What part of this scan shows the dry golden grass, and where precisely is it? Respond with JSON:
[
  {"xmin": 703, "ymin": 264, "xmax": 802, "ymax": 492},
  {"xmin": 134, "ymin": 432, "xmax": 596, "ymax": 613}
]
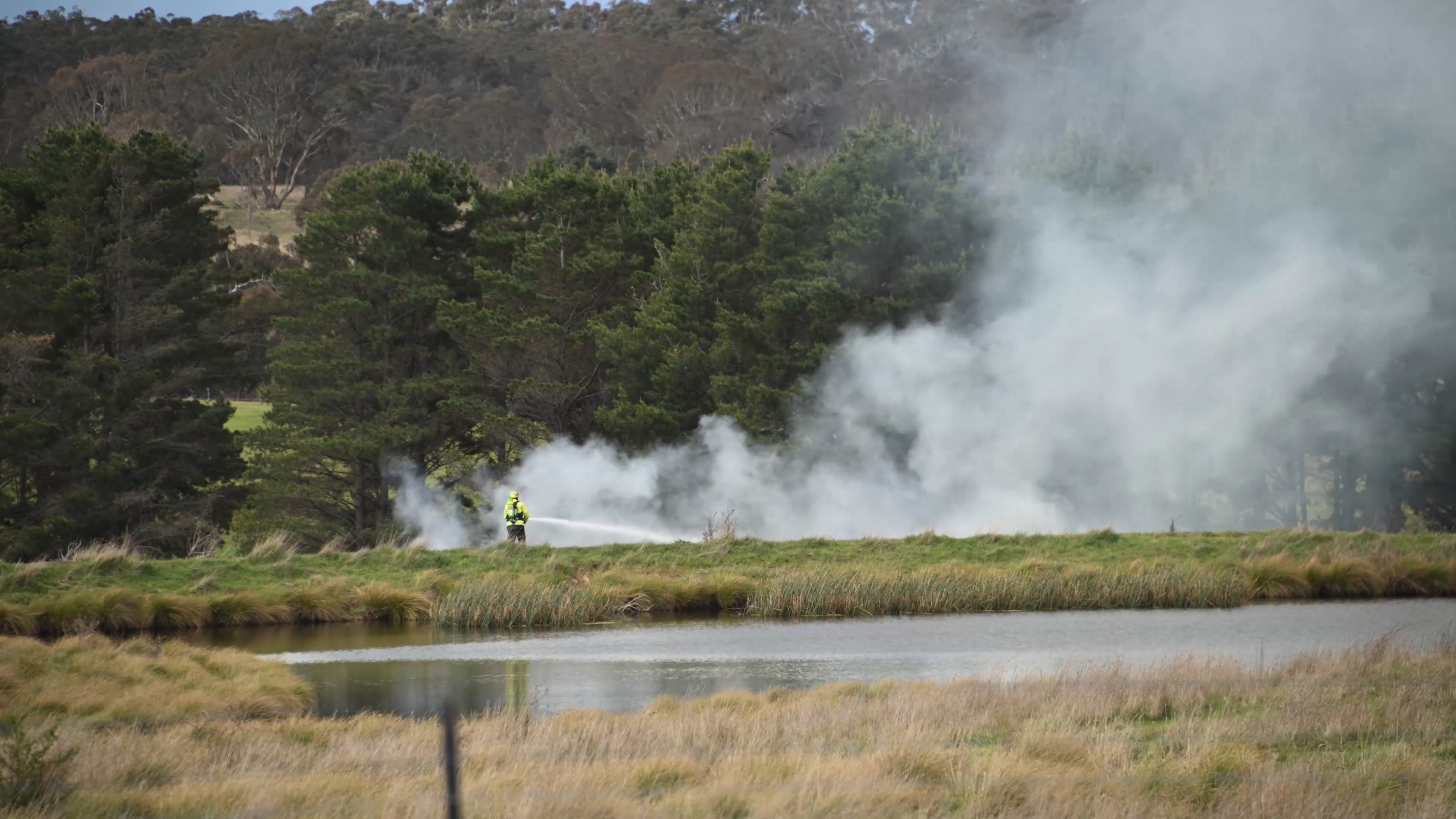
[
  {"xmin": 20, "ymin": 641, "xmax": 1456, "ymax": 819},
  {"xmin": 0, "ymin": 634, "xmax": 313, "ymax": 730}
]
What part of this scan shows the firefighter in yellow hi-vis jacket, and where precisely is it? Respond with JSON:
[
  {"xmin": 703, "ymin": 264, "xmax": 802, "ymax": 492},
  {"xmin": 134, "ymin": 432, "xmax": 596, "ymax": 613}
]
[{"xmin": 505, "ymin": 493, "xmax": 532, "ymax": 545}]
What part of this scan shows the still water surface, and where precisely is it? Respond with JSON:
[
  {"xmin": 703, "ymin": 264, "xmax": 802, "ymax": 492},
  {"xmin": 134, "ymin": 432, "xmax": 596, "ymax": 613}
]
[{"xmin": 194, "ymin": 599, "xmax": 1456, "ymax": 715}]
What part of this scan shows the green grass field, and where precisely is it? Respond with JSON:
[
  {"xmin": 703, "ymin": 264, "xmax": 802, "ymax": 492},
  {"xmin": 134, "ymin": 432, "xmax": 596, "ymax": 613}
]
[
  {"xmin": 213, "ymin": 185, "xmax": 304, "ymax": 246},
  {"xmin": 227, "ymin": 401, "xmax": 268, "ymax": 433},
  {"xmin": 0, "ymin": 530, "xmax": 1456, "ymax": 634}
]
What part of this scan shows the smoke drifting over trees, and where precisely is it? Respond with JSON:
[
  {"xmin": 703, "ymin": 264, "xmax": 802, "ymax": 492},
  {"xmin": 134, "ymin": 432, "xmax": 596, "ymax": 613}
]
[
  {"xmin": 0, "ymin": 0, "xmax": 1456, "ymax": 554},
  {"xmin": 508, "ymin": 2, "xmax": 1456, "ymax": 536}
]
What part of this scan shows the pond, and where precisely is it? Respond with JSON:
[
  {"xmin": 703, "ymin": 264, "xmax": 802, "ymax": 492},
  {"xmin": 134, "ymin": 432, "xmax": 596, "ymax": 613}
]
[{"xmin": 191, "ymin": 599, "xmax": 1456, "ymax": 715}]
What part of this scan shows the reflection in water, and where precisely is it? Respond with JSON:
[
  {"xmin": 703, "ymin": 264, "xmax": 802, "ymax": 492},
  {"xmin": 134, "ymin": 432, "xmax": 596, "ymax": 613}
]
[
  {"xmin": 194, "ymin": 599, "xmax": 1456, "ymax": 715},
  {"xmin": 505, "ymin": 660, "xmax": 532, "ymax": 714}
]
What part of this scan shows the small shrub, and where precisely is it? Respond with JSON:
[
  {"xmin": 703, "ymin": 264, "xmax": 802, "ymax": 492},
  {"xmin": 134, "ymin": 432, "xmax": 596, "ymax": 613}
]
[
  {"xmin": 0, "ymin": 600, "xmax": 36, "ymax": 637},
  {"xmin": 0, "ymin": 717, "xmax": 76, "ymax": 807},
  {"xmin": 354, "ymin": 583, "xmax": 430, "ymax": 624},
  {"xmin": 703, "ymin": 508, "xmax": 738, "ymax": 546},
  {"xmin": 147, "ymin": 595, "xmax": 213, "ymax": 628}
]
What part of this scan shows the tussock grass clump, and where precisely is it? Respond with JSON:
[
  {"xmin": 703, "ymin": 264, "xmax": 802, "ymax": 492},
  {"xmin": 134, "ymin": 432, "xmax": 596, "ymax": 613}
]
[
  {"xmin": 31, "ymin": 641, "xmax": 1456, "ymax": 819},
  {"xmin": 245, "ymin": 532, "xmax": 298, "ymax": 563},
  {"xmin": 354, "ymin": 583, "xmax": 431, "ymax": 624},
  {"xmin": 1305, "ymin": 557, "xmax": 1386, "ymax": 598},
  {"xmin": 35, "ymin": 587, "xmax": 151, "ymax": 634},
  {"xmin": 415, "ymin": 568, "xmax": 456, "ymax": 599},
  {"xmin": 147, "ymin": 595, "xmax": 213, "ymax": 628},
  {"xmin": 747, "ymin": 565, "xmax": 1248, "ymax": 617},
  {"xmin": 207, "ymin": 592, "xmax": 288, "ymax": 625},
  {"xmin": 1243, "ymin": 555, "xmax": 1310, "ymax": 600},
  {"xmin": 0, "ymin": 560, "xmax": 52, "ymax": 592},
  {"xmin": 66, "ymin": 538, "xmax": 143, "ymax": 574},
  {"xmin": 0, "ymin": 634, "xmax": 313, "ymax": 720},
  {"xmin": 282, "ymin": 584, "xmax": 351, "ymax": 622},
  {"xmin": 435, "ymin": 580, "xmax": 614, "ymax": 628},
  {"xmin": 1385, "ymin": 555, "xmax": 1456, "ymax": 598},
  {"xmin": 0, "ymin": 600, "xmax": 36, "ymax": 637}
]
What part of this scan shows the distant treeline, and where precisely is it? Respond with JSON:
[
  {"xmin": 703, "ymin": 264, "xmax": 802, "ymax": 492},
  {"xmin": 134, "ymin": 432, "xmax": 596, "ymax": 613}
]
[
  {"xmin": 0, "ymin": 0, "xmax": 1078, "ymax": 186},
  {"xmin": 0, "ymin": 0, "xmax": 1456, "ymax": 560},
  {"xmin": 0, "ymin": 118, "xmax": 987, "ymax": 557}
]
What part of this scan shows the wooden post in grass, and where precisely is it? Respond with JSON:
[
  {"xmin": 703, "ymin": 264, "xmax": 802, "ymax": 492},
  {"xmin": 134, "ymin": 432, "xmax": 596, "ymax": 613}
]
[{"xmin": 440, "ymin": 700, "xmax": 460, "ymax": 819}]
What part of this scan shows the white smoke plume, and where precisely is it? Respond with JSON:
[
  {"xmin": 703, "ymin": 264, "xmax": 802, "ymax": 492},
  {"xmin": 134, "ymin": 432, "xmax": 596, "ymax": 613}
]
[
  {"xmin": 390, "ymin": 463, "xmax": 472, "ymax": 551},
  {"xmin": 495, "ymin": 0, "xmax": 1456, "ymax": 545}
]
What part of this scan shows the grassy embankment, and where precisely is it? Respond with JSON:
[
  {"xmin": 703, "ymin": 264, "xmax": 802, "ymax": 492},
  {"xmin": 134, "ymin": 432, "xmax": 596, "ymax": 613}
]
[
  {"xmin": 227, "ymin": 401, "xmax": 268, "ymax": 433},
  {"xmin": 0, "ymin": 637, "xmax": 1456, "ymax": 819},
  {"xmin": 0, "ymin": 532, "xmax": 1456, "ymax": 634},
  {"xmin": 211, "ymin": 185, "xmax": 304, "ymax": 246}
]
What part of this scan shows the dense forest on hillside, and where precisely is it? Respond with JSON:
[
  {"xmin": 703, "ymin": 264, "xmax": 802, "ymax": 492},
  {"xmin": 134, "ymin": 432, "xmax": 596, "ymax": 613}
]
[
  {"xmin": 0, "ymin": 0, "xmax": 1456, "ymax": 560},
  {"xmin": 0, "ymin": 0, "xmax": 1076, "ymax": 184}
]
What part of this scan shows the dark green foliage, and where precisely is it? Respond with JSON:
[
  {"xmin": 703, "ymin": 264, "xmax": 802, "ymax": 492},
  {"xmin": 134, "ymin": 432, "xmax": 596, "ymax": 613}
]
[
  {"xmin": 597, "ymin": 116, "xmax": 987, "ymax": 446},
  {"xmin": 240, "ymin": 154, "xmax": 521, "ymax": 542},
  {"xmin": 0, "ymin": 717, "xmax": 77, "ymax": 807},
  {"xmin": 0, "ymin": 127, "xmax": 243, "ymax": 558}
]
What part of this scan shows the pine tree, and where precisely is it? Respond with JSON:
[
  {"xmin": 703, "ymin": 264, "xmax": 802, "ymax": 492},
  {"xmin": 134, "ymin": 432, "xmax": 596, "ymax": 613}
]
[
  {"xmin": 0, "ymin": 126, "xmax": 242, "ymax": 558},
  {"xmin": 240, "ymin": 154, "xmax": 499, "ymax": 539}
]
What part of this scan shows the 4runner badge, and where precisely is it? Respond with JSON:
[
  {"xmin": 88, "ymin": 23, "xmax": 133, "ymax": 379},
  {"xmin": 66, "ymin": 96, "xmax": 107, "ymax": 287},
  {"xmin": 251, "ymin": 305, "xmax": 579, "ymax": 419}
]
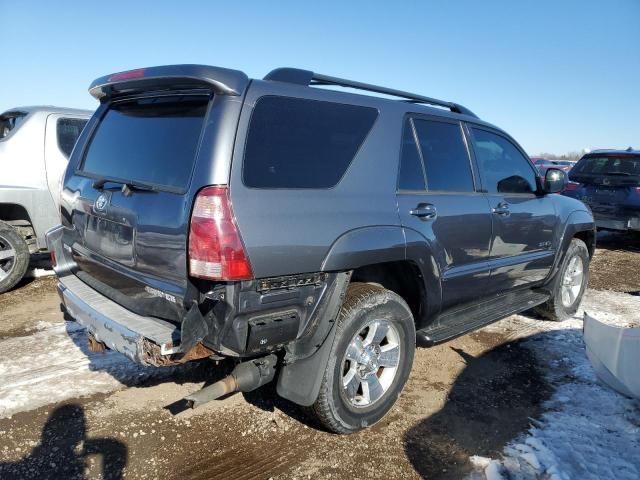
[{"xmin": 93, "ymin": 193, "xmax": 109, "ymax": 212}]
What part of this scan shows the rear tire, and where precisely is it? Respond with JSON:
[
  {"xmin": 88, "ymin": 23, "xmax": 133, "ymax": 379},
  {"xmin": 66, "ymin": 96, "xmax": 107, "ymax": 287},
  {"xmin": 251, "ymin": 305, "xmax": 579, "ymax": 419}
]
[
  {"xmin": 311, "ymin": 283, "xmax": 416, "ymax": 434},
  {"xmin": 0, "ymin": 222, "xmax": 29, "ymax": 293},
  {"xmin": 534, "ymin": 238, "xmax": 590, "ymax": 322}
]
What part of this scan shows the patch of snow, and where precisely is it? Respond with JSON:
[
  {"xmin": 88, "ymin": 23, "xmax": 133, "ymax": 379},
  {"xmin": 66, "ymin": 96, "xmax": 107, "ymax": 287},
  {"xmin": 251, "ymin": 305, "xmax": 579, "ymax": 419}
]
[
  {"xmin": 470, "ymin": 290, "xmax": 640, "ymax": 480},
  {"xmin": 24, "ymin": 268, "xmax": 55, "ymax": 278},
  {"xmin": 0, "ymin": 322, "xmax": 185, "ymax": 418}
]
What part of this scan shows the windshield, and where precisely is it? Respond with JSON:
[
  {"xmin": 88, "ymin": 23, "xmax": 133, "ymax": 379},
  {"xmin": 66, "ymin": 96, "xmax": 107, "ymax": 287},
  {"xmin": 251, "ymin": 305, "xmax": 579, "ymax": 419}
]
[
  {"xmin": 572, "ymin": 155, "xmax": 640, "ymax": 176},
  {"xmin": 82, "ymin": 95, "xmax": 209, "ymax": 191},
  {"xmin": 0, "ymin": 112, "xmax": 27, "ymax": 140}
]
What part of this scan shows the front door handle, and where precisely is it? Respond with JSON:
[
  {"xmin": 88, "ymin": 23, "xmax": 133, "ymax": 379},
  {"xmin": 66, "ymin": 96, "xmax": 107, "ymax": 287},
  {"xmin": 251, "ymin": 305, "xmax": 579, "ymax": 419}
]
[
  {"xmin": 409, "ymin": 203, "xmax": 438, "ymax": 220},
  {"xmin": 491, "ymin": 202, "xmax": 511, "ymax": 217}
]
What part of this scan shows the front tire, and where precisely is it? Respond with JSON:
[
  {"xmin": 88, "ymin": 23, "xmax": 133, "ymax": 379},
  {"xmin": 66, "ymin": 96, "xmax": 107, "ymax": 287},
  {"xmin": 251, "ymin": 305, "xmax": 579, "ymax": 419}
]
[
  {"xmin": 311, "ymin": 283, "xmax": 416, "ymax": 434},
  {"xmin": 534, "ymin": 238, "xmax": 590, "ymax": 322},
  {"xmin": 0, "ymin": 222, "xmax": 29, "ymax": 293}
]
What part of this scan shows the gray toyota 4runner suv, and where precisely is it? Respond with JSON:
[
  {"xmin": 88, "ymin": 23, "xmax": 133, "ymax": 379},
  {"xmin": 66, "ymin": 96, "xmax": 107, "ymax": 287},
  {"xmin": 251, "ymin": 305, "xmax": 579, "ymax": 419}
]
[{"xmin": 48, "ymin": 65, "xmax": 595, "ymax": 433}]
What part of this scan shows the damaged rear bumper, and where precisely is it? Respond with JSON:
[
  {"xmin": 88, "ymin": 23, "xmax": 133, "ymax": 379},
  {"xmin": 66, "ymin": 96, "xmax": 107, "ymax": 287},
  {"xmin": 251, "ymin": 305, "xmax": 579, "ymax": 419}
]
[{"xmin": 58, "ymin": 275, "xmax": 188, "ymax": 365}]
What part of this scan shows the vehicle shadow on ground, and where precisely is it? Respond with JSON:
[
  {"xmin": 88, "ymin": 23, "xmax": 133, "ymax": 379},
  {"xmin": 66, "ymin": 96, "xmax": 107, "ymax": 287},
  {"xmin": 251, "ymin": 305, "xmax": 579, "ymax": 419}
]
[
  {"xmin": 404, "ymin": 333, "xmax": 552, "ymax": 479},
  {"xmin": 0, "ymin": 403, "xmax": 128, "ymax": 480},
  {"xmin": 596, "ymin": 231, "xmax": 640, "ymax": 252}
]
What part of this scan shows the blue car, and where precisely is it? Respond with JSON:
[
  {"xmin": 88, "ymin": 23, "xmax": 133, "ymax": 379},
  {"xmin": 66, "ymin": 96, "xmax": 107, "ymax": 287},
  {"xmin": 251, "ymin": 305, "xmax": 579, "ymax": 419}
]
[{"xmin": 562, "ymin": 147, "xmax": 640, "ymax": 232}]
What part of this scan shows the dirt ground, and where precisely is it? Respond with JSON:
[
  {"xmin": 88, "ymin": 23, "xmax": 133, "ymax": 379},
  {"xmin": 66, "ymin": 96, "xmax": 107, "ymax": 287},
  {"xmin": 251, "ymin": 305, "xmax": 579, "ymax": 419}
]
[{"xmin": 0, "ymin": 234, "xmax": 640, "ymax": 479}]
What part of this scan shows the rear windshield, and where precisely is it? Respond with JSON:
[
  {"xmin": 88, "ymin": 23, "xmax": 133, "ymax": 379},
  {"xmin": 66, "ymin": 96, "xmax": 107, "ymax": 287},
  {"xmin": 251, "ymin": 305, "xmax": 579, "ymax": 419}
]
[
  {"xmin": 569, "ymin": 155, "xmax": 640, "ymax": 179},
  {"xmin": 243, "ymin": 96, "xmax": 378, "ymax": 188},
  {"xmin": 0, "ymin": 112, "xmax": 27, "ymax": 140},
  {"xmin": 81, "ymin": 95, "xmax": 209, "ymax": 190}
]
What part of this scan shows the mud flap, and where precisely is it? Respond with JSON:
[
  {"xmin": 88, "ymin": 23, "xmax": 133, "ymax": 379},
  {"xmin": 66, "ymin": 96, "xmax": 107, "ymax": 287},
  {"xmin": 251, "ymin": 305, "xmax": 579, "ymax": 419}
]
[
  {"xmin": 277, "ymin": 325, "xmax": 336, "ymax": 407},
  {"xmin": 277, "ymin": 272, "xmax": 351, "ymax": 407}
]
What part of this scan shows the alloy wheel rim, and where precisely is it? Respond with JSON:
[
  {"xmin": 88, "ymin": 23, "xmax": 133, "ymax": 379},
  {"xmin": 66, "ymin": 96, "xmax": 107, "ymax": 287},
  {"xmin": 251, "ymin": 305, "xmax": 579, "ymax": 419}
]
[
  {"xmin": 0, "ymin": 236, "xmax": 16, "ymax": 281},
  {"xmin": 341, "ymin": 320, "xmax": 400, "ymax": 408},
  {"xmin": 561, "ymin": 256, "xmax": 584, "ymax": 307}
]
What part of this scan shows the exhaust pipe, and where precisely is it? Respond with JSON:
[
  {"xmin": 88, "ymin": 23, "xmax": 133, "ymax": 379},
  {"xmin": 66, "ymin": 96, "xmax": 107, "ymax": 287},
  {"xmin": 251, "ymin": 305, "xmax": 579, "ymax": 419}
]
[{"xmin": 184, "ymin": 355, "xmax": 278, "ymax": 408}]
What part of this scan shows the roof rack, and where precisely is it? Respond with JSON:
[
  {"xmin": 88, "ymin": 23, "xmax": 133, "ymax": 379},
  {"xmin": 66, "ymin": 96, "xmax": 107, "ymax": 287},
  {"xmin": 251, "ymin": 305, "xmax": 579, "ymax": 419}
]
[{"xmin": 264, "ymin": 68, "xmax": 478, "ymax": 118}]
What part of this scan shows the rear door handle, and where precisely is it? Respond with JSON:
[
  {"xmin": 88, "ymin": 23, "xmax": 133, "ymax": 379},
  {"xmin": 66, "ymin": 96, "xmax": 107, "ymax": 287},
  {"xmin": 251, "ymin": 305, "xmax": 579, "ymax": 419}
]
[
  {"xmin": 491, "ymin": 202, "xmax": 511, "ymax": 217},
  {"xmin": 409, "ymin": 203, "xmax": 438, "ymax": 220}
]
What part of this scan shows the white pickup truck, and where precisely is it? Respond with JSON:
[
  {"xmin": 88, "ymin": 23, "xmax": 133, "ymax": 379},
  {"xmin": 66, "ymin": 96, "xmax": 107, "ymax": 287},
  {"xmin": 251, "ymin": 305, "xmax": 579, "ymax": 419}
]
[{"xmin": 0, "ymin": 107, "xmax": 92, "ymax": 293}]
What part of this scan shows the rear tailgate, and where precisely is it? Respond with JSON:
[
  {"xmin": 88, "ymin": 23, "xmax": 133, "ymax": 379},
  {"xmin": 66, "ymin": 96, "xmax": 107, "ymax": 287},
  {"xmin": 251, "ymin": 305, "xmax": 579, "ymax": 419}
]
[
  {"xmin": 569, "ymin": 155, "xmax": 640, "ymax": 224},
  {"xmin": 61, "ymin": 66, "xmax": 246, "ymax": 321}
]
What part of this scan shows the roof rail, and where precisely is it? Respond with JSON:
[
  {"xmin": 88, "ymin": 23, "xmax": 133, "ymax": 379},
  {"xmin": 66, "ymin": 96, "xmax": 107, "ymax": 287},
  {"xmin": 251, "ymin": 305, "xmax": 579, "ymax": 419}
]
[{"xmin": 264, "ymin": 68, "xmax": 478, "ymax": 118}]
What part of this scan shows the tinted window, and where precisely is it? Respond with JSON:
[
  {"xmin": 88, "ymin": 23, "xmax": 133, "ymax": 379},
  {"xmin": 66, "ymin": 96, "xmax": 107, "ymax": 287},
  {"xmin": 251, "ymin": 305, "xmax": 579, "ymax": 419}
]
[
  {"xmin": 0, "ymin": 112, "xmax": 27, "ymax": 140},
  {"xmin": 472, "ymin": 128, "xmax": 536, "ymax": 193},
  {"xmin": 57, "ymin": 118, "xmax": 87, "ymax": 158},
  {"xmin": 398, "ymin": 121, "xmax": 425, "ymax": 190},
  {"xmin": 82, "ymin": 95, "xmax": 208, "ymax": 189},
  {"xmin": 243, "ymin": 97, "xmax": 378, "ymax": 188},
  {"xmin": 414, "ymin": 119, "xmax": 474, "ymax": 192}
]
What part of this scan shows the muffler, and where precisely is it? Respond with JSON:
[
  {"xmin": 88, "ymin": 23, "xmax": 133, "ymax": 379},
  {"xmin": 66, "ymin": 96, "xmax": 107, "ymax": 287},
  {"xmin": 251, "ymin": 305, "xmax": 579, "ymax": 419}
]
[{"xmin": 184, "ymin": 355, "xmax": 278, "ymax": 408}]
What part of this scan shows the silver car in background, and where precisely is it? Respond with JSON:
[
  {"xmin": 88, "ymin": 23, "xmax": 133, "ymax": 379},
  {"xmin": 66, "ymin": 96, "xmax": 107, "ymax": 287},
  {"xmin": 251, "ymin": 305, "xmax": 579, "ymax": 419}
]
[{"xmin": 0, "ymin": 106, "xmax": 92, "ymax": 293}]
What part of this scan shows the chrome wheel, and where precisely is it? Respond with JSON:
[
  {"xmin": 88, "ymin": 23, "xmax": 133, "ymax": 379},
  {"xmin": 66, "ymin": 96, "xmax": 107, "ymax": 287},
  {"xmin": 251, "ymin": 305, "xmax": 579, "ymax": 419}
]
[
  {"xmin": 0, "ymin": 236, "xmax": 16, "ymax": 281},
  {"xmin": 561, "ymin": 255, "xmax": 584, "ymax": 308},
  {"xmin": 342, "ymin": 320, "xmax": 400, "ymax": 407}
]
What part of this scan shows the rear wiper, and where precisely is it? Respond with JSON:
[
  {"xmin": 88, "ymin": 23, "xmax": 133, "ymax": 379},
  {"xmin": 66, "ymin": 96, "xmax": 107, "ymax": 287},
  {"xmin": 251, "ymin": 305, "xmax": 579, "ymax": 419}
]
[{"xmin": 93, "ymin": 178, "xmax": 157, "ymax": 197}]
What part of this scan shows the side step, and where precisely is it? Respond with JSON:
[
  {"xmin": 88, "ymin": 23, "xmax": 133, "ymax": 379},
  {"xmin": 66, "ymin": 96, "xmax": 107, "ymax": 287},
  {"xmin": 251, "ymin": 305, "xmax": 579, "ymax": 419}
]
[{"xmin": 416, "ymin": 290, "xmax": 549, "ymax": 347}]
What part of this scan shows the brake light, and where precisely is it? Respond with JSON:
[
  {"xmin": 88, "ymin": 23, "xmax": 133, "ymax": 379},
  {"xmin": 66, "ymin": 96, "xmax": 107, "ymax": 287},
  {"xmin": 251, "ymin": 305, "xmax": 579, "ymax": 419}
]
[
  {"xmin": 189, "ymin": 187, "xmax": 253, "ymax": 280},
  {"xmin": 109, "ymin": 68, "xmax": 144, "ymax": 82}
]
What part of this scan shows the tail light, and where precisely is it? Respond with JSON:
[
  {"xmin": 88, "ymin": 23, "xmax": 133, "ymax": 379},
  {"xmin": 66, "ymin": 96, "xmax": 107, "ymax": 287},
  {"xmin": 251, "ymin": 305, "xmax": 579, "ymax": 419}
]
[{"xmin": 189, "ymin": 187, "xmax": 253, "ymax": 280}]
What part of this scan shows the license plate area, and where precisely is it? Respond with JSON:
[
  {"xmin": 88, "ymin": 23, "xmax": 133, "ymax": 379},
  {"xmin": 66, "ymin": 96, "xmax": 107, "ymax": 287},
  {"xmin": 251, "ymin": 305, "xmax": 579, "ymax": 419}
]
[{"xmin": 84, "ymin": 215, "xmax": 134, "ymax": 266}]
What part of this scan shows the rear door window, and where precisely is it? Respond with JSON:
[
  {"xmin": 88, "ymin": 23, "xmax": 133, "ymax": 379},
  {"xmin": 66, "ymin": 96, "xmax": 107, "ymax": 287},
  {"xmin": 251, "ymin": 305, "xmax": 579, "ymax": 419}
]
# # # #
THE EXERCISE:
How many lines in the records contain the string "water"? Case counts. Reply with the number alone.

RESULT:
2